-- Start GIVEN RECORDS --

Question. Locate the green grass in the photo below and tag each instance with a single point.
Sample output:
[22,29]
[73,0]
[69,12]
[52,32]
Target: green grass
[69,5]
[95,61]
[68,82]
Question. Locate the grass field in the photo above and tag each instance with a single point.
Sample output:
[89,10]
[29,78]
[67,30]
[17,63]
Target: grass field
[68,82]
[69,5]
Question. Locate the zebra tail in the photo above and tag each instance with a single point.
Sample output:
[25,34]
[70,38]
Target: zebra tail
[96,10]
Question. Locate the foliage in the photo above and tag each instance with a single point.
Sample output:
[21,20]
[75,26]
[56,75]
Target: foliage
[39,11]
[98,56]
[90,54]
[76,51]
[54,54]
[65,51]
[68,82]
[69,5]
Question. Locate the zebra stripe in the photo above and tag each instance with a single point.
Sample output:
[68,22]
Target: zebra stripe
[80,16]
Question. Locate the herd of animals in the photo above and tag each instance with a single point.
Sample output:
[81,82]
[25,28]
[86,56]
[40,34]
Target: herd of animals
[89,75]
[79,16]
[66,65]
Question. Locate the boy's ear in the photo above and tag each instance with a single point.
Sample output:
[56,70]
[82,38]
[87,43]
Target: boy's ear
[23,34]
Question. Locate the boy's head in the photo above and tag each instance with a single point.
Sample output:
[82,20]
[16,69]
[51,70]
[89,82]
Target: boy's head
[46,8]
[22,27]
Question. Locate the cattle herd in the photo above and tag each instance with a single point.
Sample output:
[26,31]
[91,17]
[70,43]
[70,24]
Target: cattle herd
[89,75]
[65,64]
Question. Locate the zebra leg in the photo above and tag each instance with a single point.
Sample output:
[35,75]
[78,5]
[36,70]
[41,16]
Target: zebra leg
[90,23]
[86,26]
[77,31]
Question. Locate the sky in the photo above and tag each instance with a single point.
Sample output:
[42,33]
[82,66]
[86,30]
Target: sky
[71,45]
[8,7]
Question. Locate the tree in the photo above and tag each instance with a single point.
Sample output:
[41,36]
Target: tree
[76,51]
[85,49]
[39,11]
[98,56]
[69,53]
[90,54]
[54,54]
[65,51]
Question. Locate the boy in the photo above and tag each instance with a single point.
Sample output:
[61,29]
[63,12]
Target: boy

-- End GIVEN RECORDS --

• REQUIREMENTS: Every line from the line containing "Question. Locate the boy's head" to the last line of the material above must be repeated exactly, and no other line.

• SOLVED EXERCISE:
Question. Locate the boy's head in the photo above and tag each instance with a single point.
Sample output:
[82,20]
[16,69]
[51,70]
[89,82]
Target: boy's head
[46,8]
[22,27]
Question. Locate the cattle herd in the photo above and tag each instance with a single point.
Sample output:
[26,31]
[91,17]
[70,43]
[70,24]
Target: cattle herd
[89,75]
[65,64]
Question. Locate the zebra leg in the photo above and tag each instance with a single point.
Sample output:
[35,75]
[78,5]
[36,70]
[41,16]
Target: zebra leg
[90,23]
[86,26]
[77,31]
Question. Locate the sky in the photo above and tag each instance with a single point.
Sample output:
[42,33]
[82,66]
[86,30]
Target: sky
[71,45]
[8,7]
Question. Locate the tree in the photo above and tag each instance with a single point.
Sample output:
[41,36]
Target: tree
[76,51]
[85,49]
[39,11]
[98,56]
[69,53]
[90,54]
[54,54]
[65,51]
Question. Locate the boy in the photo above and tag each instance with a single point.
Sample output:
[61,29]
[63,12]
Target: boy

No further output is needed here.